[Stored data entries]
· · ·
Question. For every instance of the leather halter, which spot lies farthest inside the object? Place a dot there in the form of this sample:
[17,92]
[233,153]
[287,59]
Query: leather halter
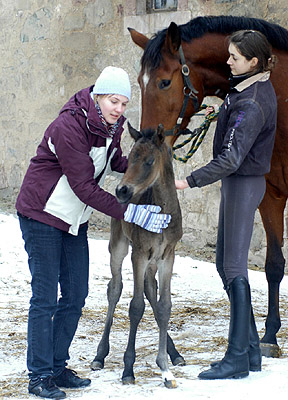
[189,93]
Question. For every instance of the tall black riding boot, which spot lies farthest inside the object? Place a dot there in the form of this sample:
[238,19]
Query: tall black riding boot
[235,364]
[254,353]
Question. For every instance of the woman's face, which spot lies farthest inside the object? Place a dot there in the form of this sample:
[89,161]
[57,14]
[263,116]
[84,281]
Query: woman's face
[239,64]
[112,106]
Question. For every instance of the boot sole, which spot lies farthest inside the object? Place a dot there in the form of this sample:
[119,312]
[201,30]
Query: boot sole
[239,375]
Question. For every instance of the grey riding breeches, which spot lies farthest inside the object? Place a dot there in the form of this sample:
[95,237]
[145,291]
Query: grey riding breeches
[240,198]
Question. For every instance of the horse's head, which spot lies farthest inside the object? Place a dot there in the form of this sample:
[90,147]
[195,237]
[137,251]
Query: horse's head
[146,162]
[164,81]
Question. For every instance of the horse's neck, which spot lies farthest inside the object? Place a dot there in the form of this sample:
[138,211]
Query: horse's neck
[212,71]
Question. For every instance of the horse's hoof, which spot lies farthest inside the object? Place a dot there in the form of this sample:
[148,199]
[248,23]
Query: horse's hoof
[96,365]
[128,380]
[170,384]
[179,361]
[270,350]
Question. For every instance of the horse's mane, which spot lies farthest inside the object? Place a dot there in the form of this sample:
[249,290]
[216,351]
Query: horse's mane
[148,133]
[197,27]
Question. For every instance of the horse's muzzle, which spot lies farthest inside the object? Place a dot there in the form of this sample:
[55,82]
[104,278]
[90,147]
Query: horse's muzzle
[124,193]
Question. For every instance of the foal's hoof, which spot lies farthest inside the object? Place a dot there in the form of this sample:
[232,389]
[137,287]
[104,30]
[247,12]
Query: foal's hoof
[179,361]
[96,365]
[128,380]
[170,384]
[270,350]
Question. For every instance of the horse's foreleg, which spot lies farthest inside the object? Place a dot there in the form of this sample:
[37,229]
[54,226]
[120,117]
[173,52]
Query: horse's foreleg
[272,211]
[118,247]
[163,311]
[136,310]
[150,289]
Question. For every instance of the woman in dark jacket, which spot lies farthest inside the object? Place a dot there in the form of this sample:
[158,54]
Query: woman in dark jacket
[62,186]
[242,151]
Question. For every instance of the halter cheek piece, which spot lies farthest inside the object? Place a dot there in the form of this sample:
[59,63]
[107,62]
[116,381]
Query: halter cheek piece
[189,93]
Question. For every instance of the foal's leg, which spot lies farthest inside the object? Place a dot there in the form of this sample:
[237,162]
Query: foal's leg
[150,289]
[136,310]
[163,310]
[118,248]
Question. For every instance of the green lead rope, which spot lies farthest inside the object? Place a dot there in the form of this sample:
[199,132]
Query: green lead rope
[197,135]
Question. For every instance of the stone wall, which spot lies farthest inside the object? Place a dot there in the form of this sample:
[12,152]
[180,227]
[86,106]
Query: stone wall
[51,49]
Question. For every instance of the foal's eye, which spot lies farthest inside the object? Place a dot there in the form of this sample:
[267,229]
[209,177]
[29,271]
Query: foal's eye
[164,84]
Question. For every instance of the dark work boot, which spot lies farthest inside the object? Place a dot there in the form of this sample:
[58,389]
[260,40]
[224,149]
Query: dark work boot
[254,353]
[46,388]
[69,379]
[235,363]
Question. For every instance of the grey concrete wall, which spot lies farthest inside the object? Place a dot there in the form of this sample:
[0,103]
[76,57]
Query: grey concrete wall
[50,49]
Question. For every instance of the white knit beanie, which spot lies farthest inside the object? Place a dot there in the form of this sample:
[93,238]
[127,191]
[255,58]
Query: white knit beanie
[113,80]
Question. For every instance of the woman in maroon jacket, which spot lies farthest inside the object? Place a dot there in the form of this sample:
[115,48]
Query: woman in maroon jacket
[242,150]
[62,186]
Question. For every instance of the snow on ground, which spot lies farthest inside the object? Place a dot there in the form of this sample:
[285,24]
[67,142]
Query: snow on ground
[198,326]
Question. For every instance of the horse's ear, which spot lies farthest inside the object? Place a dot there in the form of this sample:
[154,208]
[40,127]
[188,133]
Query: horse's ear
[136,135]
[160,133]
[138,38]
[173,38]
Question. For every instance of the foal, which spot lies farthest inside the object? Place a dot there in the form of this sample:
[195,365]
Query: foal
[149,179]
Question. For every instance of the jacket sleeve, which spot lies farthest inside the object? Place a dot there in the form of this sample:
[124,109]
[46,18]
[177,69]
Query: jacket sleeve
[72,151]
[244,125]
· · ·
## Task brief
Your reply is the full set of entries reproduced exactly, with images omitted.

## Output of the task
Question. For every instance of the leather halter, which spot lies farthest inside the object? Place a dot there in the form of this sample:
[17,92]
[233,153]
[287,59]
Query: leather halter
[189,93]
Question. For every instance of the tall black riding boot, which spot lies farthest inside the object? Place a dot there in the form of this sample:
[238,19]
Query: tall black riding boot
[235,364]
[254,353]
Question. For every instance of the woman's face, which spot lies farthest inside the object? Place a dot there in the form of this sample:
[89,161]
[57,14]
[263,116]
[84,281]
Query: woman's face
[239,64]
[112,106]
Question. For every instance of the boot sole, which spot lies farthest inside the object? Place a dot there in the form of this sample:
[119,312]
[201,30]
Query: boot sole
[239,375]
Question. For every instance of the grey riding breeches, which spot lies farthest inside the object? Place a dot there in the form of this sample:
[95,237]
[145,291]
Query: grey riding breeches
[240,198]
Question. For every instance of the horse's head, which spot lies farthest inside the object? Place a dot there in the form of this sample:
[90,147]
[195,237]
[137,251]
Query: horse's head
[146,162]
[164,81]
Question. For every instance of the horse's neck, which spot lies farthest inside the object? Place a dot there in the form of this sample:
[138,211]
Query: horse's neck
[212,71]
Question. For every instance of the horse's hoof, which spot lies farthest inside the object? Place a dot there in the form of this sample:
[148,199]
[248,23]
Query: horse's hoof
[96,365]
[128,380]
[170,384]
[179,361]
[270,350]
Question. For every instance of the horse's mane, which spot lies farthest inside the object? Place a dot there in the form of this sample:
[249,290]
[216,351]
Query: horse's mane
[148,133]
[197,27]
Question. For every instance of the horse's muzzle, which spot lies farthest inside the object? Place a dot there in the form of this sample:
[55,82]
[104,278]
[90,147]
Query: horse's muzzle
[124,193]
Question. For every instance of the foal's hoof, which spot lies farthest inside the object? Place a dot there in the form of this sample:
[232,389]
[137,287]
[104,30]
[247,12]
Query: foal's hoof
[179,361]
[96,365]
[128,380]
[170,384]
[270,350]
Question. For every instance of the horse's foreleg, which spot lies farthest inside the object? Place a dot there in the form of this sample:
[37,229]
[54,226]
[120,117]
[173,52]
Query: horse's foreleg
[272,211]
[118,247]
[163,311]
[136,310]
[150,289]
Question. For every instance of the woman in dark jacket, which spot lies farthest inside the object? Place a dot there in the form of this sample:
[158,54]
Query: woman in dark jacket
[62,186]
[242,151]
Question. For every instance of the halter cheek piece, which spot lies farthest inside the object? Place a dot there in the form of this sample:
[59,63]
[107,62]
[116,381]
Query: halter cheek piece
[189,93]
Question. For every instance of the foal's leg, which spot lies farthest inside the object? Place a dot there in the form of this sample:
[237,162]
Query: foal's leg
[150,289]
[136,310]
[163,310]
[118,248]
Question. For every instance of the green lead rope, which spot lies farthest inside the object? Place a dot there in the form of this sample:
[199,132]
Query: green lead rope
[197,135]
Question. For every instance of the stone wall, which spot lies farthest inside the object? Place a dot there in the form of this sample:
[12,152]
[180,227]
[86,106]
Query: stone wall
[51,49]
Question. For every instance of the foal's eye, which spot lies farthest inside the object? Place a dot there in the form of this sample:
[267,229]
[209,177]
[29,271]
Query: foal's eye
[164,84]
Question. For every instance of the dark work boot, which spot lies farthest inside the object? Place a dot there in the form of this sample:
[58,389]
[260,40]
[224,149]
Query: dark work boot
[254,353]
[46,388]
[69,379]
[235,363]
Question. For every instance of the grey concrete wall, which spot lies farthest inside the object? Place a dot there in the form of this sample:
[0,103]
[76,57]
Query: grey concrete wall
[50,49]
Question. For every instance of the white knit beanie, which spot lies farthest inside the object? Place a dot there in the form of this sample:
[93,238]
[127,191]
[255,58]
Query: white knit beanie
[113,80]
Question. For every instance of the woman in maroon jacket, which spot lies farthest inside the object? Place a dot there in the form of this sample:
[115,48]
Query: woman in maroon jacket
[242,150]
[62,186]
Question. For every instance of the snow on ground, which spot lies farthest inside the object? Place a dot there in the form of this sample:
[285,24]
[67,142]
Query: snow on ground
[198,326]
Question. For every instance of the horse's ear, which spot lies farthest inside the object? Place a dot there in the form of this sample:
[154,208]
[40,127]
[188,133]
Query: horse's ear
[136,135]
[160,133]
[138,38]
[173,38]
Question. For every instance of the foal, which spot lies farthest inside the object? Place a dot there in the form of this sample:
[195,365]
Query: foal
[149,179]
Question. For every instance of the jacket sleeve, which spot lies farthest inside the object? Place a dot there in the form of this sample:
[124,109]
[46,18]
[177,69]
Query: jacket sleeve
[72,151]
[244,125]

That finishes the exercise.